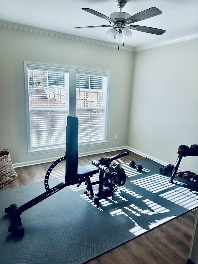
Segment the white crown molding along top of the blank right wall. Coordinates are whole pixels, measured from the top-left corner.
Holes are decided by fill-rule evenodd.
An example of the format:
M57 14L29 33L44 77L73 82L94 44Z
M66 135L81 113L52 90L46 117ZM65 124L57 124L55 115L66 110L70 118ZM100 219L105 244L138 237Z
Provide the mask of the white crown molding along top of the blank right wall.
M195 38L198 38L198 33L183 36L183 37L178 37L178 38L172 38L172 39L157 42L154 44L139 46L139 47L134 48L134 51L148 50L148 49L152 49L152 48L156 48L156 47L160 47L160 46L164 46L164 45L169 45L169 44L173 44L173 43L177 43L177 42L181 42L181 41L191 40L191 39L195 39Z

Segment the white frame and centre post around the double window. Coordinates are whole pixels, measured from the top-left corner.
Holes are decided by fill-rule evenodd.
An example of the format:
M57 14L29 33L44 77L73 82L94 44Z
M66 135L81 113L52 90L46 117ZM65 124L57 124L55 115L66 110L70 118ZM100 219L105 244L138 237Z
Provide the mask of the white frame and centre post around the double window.
M108 117L108 98L109 98L109 83L110 83L110 71L107 70L99 70L99 69L90 69L83 67L74 67L74 66L66 66L66 65L57 65L57 64L49 64L49 63L37 63L37 62L29 62L24 61L24 77L25 77L25 97L26 97L26 120L27 120L27 144L29 155L31 154L40 154L52 151L59 151L65 149L64 146L60 147L43 147L38 149L31 149L30 142L30 115L29 115L29 93L28 93L28 67L34 68L35 70L48 70L48 71L69 71L69 115L75 115L76 111L76 72L84 73L90 75L97 76L107 76L107 88L106 88L106 104L105 104L105 133L104 140L102 141L90 141L90 142L82 142L79 143L79 147L87 147L94 145L106 144L107 140L107 117Z

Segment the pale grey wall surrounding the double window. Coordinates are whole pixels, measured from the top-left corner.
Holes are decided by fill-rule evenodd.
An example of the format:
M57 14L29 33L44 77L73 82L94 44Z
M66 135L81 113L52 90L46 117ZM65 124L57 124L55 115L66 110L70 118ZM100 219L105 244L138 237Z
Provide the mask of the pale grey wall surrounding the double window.
M65 154L64 151L27 154L24 61L110 70L108 142L79 148L79 153L126 145L133 52L0 27L0 149L10 149L13 163Z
#####
Write out, word for word, the line containing "Provide the mask of the pale" and every line after it to the end of the data above.

Provide the mask of the pale grey wall surrounding the double window.
M65 154L64 151L27 154L24 61L110 70L108 142L79 148L79 153L126 145L133 52L0 27L0 149L10 149L13 163Z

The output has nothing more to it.